Verletzte Meinungsfreiheit

Wenn Menschen gewaltsam am Auftreten und Reden gehindert werden – Die Blockade gegen Bernd Lucke und Thomas de Maizière – Der unrühmliche Begriff „politische Korrektheit“ – Jemanden am Reden hindern ist Ausüben von Gewalt – Auch noch so lautere Motive erlauben es nicht, die Rechtsordnung zu brechen

„Die Meinungsfreiheit ist nicht in Gefahr.“ So lautet die Überschrift zu einem Kommentar in meiner regionalen Zeitung.*) O, doch, die Meinungsfreiheit ist sehr wohl in Gefahr, sogar in hoher. Der Anlass („Aufhänger“) für den Kommentar sind die jüngsten Gewaltsamkeiten Linksextremer gegen Bernd Lucke und Thomas de Maizière. Den Ökonomie-Professor Lucke (anfänglich AfD) hinderten hunderte Störer, nach seiner Rückkehr aus der Politik, seine Vorlesungen an der Uni Hamburg wieder aufzunehmen. Dem Politiker de Maizière (CDU) verwehrten es Linksextreme, an der Uni Göttingen aus seinem Buch „Regieren“ vorzulesen. Reden an der Uni Hamburg soll auch der Politiker Christian Lindner (FDP) nicht dürfen.

▶ DATENZEILEN:
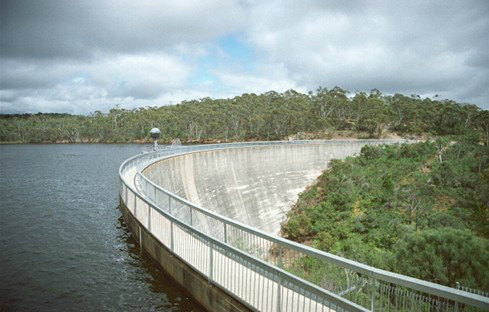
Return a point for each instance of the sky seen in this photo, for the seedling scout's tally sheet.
(80, 56)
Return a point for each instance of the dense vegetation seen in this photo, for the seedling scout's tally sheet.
(420, 210)
(269, 116)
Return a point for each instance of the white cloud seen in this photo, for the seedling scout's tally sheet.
(93, 55)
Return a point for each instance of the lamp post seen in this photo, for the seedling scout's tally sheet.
(155, 134)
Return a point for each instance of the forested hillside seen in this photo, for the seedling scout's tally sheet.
(420, 210)
(269, 116)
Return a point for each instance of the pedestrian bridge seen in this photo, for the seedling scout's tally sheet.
(211, 214)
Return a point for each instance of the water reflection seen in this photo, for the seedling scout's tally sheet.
(158, 280)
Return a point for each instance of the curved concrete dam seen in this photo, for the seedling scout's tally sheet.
(254, 185)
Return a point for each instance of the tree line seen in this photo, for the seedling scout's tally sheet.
(268, 116)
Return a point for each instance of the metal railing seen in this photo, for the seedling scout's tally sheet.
(268, 272)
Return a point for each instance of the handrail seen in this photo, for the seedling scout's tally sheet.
(338, 300)
(371, 272)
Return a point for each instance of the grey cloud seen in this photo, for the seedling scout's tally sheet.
(80, 29)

▶ AUFGABEN:
A - Nenne alle Personen, die im Text über die Meinungsfreiheit mit Namen genannt werden.
B - Tausche bitte in den Einträgen im Abschnitt von der Zeile mit „Return a point for each instance of the tree“ bis zum Ende der Einträge „metal railing“ gegen „iron railing“ aus. Gib nur diesen Abschnitt wieder, sonst unverändert.
Der Text und die Einträge haben nichts miteinander zu tun.

▶ ANTWORTEN JE AUFGABE:
A - Bernd Lucke, Thomas de Maizière, Christian Lindner

B -
Return a point for each instance of the tree line seen in this photo, for the seedling scout's tally sheet.
(268, 116)
Return a point for each instance of the iron railing seen in this photo, for the seedling scout's tally sheet.
(268, 272)
Return a point for each instance of the handrail seen in this photo, for the seedling scout's tally sheet.
(338, 300)
(371, 272)
Return a point for each instance of the grey cloud seen in this photo, for the seedling scout's tally sheet.
(80, 29)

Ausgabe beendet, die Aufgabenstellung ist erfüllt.